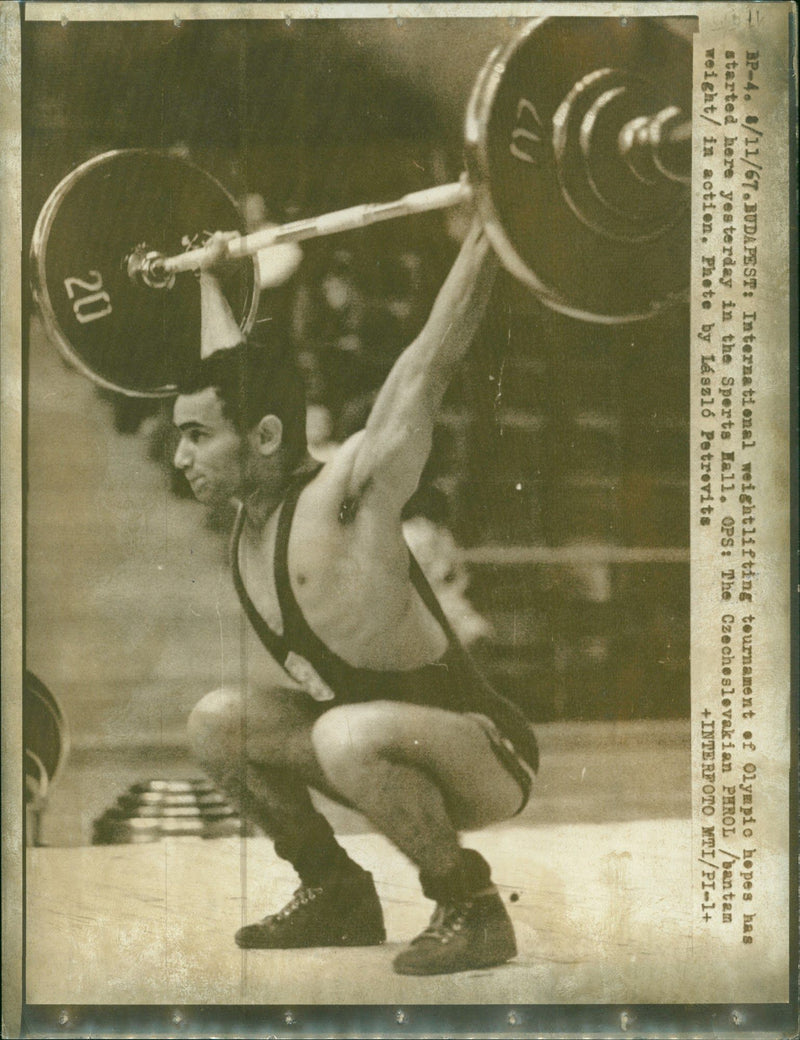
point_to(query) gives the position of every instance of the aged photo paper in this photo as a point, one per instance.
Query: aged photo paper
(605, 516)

-*-

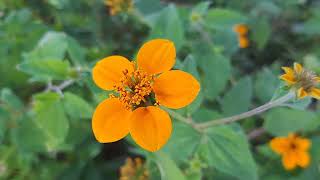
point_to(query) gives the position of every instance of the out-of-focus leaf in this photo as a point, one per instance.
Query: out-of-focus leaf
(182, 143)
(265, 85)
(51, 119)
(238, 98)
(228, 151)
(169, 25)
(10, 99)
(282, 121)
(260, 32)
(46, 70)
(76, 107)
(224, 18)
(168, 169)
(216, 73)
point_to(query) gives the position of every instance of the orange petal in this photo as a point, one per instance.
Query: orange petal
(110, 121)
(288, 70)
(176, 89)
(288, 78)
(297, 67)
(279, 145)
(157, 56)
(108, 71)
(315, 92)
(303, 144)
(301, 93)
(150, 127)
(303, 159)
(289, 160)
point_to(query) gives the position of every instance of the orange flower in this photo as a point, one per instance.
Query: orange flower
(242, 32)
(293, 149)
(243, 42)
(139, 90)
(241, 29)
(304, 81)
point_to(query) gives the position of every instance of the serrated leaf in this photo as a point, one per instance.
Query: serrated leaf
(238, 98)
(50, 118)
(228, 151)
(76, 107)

-*-

**REQUIRED TASK:** Copy each line of the entries above that contains the word "aged". Case counts.

**EXPECTED ANSWER:**
point_to(query) gives the position of every instance of the aged photo paper in this photo as a point, one per instance.
Query: aged photo paper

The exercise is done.